● **Task directions**: Please return, unchanged and with nothing else, the lines between the one holding "Place a point on every instance of the rocky" and the one holding "Target: rocky cliff face", inclusive.

● **Input material**:

══════════════════════════════

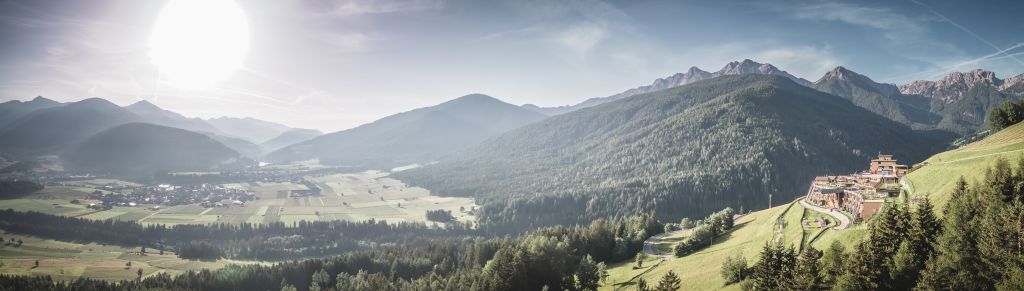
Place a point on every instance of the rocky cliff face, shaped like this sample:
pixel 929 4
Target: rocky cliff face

══════════════════════════════

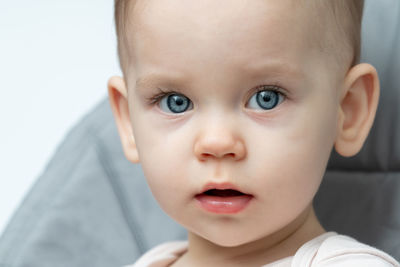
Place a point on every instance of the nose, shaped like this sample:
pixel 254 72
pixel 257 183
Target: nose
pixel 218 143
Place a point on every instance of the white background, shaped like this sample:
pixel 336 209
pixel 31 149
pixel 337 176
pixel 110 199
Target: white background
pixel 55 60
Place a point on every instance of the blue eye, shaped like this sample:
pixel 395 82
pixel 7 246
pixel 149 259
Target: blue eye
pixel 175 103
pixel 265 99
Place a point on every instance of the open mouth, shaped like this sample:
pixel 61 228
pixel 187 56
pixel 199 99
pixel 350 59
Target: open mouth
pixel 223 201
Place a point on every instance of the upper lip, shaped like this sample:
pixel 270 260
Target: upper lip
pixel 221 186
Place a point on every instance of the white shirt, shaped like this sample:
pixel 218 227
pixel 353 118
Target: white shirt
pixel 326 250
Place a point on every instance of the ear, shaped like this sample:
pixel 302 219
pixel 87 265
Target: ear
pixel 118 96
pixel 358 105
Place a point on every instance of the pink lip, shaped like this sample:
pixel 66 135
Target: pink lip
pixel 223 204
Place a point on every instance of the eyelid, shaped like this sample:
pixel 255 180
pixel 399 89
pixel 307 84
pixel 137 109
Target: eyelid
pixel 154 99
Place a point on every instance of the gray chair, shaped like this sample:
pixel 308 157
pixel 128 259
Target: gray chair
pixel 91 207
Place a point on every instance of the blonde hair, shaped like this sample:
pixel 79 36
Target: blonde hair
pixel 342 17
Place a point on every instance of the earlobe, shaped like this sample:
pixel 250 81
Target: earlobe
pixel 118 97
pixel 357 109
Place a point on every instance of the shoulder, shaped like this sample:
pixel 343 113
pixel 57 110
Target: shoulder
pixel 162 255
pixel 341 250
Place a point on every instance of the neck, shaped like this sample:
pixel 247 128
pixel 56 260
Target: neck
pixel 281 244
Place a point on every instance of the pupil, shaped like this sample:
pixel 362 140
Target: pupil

══════════════════════════════

● **Output of the exercise**:
Place a point on every instance of the rocky cliff face, shaped like this sample:
pixel 929 4
Target: rocky cliff face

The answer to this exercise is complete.